Task description
Render each line from the start of the records up to and including the line with "(498, 484), (512, 541)" as a JSON list of strings, one string per line. Leave out blank lines and the pictures.

Source material

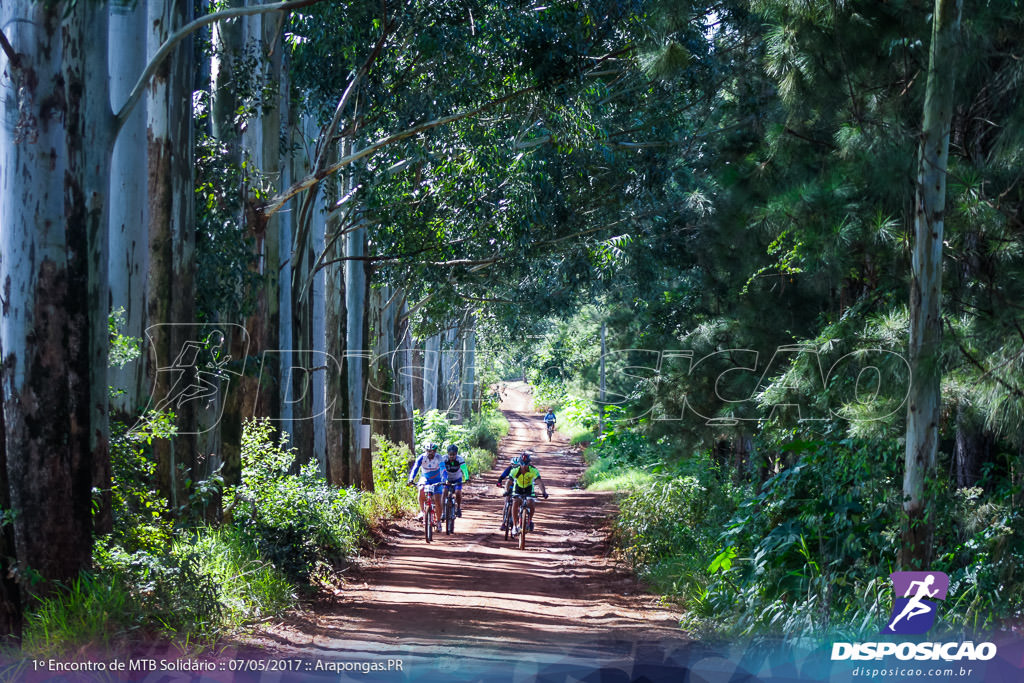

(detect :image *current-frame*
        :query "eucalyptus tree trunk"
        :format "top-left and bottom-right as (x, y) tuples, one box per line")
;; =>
(345, 227), (373, 490)
(0, 0), (114, 602)
(0, 376), (23, 647)
(391, 294), (416, 450)
(290, 117), (319, 463)
(146, 0), (196, 509)
(423, 333), (441, 413)
(309, 179), (331, 474)
(441, 325), (466, 424)
(325, 139), (354, 486)
(260, 14), (289, 418)
(108, 2), (150, 422)
(597, 322), (608, 436)
(461, 315), (476, 420)
(203, 0), (246, 491)
(900, 0), (962, 569)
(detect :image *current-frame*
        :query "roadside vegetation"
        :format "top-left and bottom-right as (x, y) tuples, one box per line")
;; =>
(512, 316), (1024, 639)
(23, 358), (508, 657)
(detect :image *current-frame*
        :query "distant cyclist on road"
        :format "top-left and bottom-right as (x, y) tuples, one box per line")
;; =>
(498, 453), (548, 535)
(544, 408), (556, 441)
(409, 443), (442, 531)
(441, 443), (469, 517)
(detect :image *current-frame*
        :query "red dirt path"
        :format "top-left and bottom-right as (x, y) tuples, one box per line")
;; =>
(242, 385), (691, 678)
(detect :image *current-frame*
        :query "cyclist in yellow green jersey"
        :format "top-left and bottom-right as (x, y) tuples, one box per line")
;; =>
(498, 453), (548, 535)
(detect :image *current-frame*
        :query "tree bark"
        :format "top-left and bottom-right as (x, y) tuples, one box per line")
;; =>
(146, 0), (197, 509)
(0, 1), (114, 602)
(345, 227), (373, 488)
(109, 3), (150, 424)
(900, 0), (962, 569)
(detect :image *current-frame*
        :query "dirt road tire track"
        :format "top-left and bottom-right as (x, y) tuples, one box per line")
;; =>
(245, 389), (692, 680)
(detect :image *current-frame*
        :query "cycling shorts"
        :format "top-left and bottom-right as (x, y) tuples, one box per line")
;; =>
(416, 479), (444, 494)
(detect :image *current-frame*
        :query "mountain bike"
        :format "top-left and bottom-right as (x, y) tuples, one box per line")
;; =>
(441, 482), (456, 535)
(506, 494), (547, 550)
(423, 484), (437, 543)
(498, 484), (512, 541)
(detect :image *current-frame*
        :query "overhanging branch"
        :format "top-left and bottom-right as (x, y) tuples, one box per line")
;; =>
(115, 0), (322, 130)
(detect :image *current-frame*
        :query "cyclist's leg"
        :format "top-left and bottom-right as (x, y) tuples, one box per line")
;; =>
(433, 487), (443, 531)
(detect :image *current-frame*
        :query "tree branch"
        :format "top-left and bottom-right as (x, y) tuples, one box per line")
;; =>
(263, 85), (537, 217)
(115, 0), (322, 130)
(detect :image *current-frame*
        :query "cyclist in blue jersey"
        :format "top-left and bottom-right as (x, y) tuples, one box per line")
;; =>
(498, 451), (527, 531)
(498, 453), (548, 536)
(408, 443), (441, 531)
(441, 443), (469, 517)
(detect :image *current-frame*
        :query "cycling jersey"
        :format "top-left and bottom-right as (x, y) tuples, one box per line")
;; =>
(509, 465), (541, 494)
(441, 456), (469, 483)
(409, 454), (442, 484)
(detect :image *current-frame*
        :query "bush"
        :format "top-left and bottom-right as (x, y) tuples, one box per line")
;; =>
(224, 420), (366, 583)
(466, 408), (509, 453)
(459, 449), (498, 478)
(110, 415), (173, 553)
(413, 411), (469, 453)
(174, 526), (295, 630)
(366, 434), (417, 518)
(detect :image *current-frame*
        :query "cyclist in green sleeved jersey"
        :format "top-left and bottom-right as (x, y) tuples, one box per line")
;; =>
(509, 453), (548, 535)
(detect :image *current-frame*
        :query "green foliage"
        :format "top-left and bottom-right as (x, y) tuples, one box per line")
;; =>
(459, 447), (498, 478)
(23, 540), (222, 656)
(108, 306), (142, 368)
(110, 416), (173, 553)
(224, 420), (365, 583)
(196, 135), (269, 321)
(22, 573), (137, 657)
(173, 526), (296, 631)
(413, 411), (469, 453)
(466, 407), (509, 453)
(367, 434), (417, 518)
(414, 409), (509, 477)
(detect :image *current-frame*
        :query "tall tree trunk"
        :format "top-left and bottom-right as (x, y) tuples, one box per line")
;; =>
(900, 0), (962, 569)
(146, 0), (197, 509)
(325, 138), (353, 486)
(260, 15), (289, 418)
(0, 333), (24, 647)
(109, 3), (150, 417)
(461, 315), (476, 420)
(391, 294), (416, 451)
(423, 333), (441, 412)
(345, 227), (373, 488)
(0, 1), (114, 606)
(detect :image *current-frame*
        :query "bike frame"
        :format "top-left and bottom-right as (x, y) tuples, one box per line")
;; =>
(510, 494), (537, 550)
(441, 481), (456, 533)
(421, 483), (437, 543)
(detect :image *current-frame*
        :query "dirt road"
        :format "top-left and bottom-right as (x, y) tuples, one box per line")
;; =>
(243, 386), (693, 680)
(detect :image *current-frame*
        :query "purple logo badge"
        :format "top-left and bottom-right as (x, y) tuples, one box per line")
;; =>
(882, 571), (949, 635)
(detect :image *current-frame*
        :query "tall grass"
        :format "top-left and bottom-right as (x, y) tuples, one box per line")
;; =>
(174, 526), (296, 631)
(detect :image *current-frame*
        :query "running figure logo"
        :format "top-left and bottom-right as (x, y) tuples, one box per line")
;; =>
(882, 571), (949, 635)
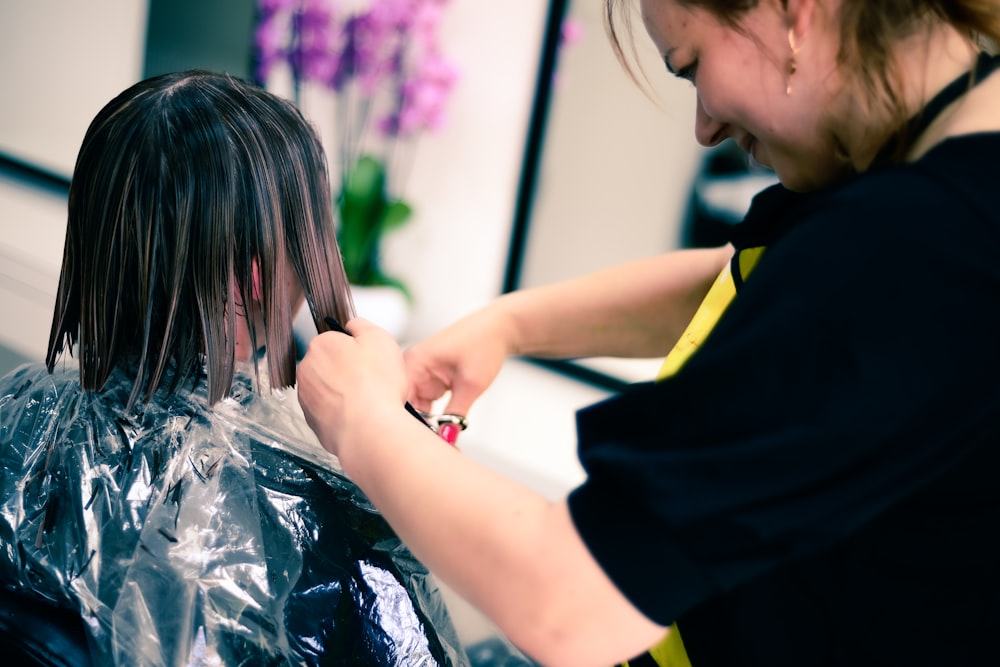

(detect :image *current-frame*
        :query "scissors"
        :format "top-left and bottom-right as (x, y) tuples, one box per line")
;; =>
(323, 317), (469, 447)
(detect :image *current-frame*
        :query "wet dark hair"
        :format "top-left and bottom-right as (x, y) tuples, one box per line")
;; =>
(46, 71), (353, 404)
(604, 0), (1000, 164)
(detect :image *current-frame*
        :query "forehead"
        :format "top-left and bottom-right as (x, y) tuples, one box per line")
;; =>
(639, 0), (719, 53)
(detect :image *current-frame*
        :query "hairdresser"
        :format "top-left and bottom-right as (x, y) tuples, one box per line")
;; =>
(298, 0), (1000, 667)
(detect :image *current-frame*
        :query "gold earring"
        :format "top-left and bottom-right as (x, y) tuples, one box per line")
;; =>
(785, 28), (799, 95)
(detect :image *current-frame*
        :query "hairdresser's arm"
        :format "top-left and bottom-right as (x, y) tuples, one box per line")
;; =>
(406, 246), (733, 414)
(298, 320), (664, 667)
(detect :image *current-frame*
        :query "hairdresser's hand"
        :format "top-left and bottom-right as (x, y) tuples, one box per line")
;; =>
(404, 305), (512, 415)
(296, 318), (406, 457)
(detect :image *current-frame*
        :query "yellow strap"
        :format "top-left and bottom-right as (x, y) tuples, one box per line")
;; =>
(622, 247), (764, 667)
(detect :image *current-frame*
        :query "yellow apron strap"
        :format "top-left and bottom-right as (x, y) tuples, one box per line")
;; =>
(622, 247), (764, 667)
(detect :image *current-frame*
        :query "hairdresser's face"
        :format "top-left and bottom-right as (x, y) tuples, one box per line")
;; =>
(641, 0), (845, 190)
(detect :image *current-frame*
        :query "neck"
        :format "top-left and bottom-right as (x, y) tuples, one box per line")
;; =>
(845, 23), (979, 171)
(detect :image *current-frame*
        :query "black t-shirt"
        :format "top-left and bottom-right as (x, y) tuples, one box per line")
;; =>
(569, 133), (1000, 667)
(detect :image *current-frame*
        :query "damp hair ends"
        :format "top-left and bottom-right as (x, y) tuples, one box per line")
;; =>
(46, 71), (351, 404)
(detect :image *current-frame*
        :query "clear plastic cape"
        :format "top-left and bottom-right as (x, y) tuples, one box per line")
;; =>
(0, 364), (467, 666)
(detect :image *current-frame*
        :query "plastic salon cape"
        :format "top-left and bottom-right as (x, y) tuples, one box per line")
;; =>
(0, 364), (466, 666)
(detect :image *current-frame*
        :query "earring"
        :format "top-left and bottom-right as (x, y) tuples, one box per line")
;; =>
(785, 28), (799, 95)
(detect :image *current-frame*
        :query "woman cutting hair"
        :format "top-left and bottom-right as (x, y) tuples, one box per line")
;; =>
(299, 0), (1000, 667)
(0, 71), (466, 667)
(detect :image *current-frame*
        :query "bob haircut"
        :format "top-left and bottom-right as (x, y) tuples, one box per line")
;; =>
(45, 70), (353, 405)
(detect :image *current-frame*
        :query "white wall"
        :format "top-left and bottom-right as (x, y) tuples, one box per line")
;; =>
(0, 0), (547, 357)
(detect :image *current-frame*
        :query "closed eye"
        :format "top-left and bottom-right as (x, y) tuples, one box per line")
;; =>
(674, 62), (698, 86)
(663, 49), (698, 85)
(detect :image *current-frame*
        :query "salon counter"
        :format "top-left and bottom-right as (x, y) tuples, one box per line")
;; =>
(428, 359), (610, 645)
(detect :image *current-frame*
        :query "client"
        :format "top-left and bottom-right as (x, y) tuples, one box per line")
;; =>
(0, 71), (467, 666)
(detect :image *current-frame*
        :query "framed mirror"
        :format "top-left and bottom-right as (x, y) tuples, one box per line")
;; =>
(503, 0), (773, 390)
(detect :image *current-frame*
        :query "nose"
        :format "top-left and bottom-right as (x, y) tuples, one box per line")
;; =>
(694, 95), (726, 148)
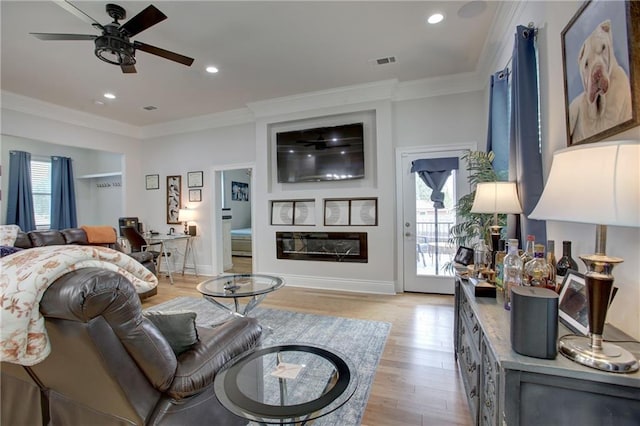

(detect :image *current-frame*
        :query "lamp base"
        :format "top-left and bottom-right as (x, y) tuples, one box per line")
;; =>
(558, 335), (639, 373)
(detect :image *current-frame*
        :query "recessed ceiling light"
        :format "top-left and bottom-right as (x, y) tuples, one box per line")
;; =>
(427, 13), (444, 24)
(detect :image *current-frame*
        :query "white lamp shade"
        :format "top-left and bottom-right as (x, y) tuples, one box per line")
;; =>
(178, 209), (196, 222)
(529, 140), (640, 227)
(471, 182), (522, 213)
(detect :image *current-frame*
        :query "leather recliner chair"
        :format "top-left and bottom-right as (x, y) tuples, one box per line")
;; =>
(1, 268), (261, 426)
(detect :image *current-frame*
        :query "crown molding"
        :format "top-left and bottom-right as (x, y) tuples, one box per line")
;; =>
(0, 90), (140, 138)
(140, 108), (255, 139)
(247, 79), (398, 118)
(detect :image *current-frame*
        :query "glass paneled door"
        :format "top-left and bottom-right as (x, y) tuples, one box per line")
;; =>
(401, 149), (469, 294)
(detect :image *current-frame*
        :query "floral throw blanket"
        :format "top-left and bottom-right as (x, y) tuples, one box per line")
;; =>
(0, 245), (158, 365)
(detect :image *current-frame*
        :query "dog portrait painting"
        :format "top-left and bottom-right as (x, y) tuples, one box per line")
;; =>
(562, 1), (640, 146)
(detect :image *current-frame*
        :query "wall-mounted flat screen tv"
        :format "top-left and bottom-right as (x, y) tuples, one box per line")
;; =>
(276, 123), (364, 183)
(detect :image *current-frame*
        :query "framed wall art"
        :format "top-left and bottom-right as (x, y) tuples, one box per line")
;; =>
(324, 198), (378, 226)
(189, 189), (202, 203)
(167, 176), (182, 224)
(562, 0), (640, 146)
(187, 172), (203, 188)
(558, 270), (589, 336)
(144, 175), (160, 190)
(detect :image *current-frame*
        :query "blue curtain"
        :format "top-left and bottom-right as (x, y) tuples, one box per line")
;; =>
(7, 151), (36, 232)
(487, 68), (509, 180)
(411, 157), (458, 209)
(51, 157), (78, 229)
(509, 25), (547, 247)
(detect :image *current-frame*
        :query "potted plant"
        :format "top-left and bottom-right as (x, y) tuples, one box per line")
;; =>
(446, 151), (506, 262)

Correct response
[
  "(detect :image *current-frame*",
  "        :query \"eucalyptus tree trunk\"",
  "        :format \"top-left and bottom-right as (x, y) tuples, one box per line\")",
  ";; =>",
  "(345, 227), (373, 490)",
  "(0, 0), (114, 602)",
  "(0, 376), (23, 647)",
  "(391, 294), (416, 450)",
  "(290, 117), (319, 463)",
  "(146, 0), (196, 509)",
  "(423, 333), (441, 413)",
  "(309, 179), (331, 474)",
  "(441, 325), (466, 424)",
  "(325, 139), (354, 486)",
  "(260, 14), (289, 418)",
  "(108, 2), (150, 422)",
  "(597, 322), (608, 436)",
  "(461, 315), (476, 420)",
  "(203, 0), (246, 491)",
  "(900, 0), (962, 569)",
  "(detect :image *current-frame*",
  "        :query \"roadside vegetation\"",
  "        :format \"top-left and bottom-right as (x, y) tuples, one box per line\")",
  ";; =>",
  "(512, 316), (1024, 639)",
  "(23, 358), (508, 657)",
  "(detect :image *current-frame*",
  "        :query \"distant cyclist on road\"",
  "        :format \"top-left and bottom-right as (x, y) tuples, one box per line\")",
  ";; =>",
  "(498, 453), (548, 535)",
  "(544, 408), (556, 441)",
  "(409, 443), (442, 531)",
  "(441, 443), (469, 517)",
  "(detect :image *current-frame*",
  "        :query \"red dirt path\"",
  "        :format \"top-left and bottom-right as (x, y) tuples, one box per line\")",
  ";; =>",
  "(242, 385), (691, 678)",
  "(detect :image *current-frame*",
  "        :query \"cyclist in yellow green jersey\"",
  "        :format \"top-left and bottom-right as (x, y) tuples, one box per line\")",
  ";; =>",
  "(498, 453), (548, 535)",
  "(detect :image *current-frame*",
  "        :query \"tree bark\"",
  "        :format \"top-left and bottom-right as (x, y) tuples, one box per line\")",
  ";; =>",
  "(146, 0), (197, 509)",
  "(0, 1), (114, 602)",
  "(345, 227), (373, 488)",
  "(109, 3), (150, 424)",
  "(900, 0), (962, 569)",
  "(detect :image *current-frame*",
  "        :query \"dirt road tire track\"",
  "        :format \"top-left and bottom-right as (x, y) tuples, one box per line\")",
  ";; =>",
  "(245, 389), (692, 680)",
  "(detect :image *current-frame*",
  "        :query \"cycling shorts\"",
  "        :format \"top-left and bottom-right as (x, y) tuples, one box per line\")",
  ";; =>",
  "(416, 479), (444, 494)",
  "(detect :image *current-frame*",
  "        :query \"mountain bike\"",
  "        :format \"top-left and bottom-right as (x, y) tuples, one box per line\")",
  ";; =>",
  "(441, 482), (456, 535)",
  "(506, 494), (547, 550)",
  "(423, 484), (437, 543)",
  "(498, 484), (512, 541)"
]